Copy each line of the data beneath in which the word "form" appears.

Dataset entries:
--- START ---
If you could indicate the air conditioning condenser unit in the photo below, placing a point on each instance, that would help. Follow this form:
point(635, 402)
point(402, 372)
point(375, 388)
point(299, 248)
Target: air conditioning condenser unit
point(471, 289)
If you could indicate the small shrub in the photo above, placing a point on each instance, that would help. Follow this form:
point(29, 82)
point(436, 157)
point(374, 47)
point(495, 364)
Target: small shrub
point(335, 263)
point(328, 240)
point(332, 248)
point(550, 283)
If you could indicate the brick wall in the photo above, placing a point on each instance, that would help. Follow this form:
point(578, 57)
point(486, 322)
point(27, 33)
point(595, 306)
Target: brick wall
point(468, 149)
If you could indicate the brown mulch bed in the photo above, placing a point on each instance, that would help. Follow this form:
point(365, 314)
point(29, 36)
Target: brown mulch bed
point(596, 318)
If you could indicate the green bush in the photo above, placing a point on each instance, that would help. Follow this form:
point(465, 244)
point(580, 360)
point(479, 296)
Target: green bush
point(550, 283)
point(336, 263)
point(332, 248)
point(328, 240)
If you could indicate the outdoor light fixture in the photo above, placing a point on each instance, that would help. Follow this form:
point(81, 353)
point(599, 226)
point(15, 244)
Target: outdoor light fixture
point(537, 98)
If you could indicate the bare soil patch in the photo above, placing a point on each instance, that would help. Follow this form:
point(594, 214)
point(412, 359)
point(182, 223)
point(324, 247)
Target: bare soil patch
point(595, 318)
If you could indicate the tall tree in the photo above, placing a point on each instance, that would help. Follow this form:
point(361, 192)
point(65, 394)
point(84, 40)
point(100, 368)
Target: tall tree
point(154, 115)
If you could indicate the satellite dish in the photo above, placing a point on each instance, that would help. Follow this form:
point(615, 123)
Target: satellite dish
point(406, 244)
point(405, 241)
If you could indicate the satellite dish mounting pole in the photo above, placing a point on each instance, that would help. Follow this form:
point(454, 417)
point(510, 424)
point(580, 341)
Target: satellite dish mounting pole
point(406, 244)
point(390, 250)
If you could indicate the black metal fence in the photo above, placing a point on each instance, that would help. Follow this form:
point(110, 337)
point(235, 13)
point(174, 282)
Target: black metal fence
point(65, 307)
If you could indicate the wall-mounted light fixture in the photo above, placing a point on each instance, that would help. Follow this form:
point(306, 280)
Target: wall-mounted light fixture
--- END ---
# Answer to this exercise
If you could indicate the air conditioning condenser unit in the photo below, placing a point on each instance, that would help. Follow this form:
If you could indicate the small shrub in the photo above, placing a point on each instance, that would help. Follow this form:
If you could indicate the brick wall in the photo above, placing a point on each instance, that would help. Follow this form:
If you could indicate the brown mulch bed in the photo above, placing a point on each instance, that would help. Follow this form:
If you could indicate the green bush in the photo above, placing a point on each instance, that would help. Follow this form:
If you could indicate the outdoor light fixture in the photo above, placing a point on each instance, that would help. Follow this form:
If you could indicate the bare soil patch in the photo above, placing a point on each instance, that would help. Follow this form:
If you could indicate the tall tree in the photo above, placing a point on each instance, that would help. Follow this form:
If you could indicate the satellite dish in the photo above, placing a point on each instance, that would help. Follow this form:
If you could indicate the satellite dish mounting pole in the photo above, placing a point on each instance, that would help. Follow this form:
If you could indicate the black metal fence in the photo above, placing a point on each instance, that would help. Follow this form:
If you could indicate the wall-mounted light fixture in the photo above, placing a point on each instance, that would help. Follow this form:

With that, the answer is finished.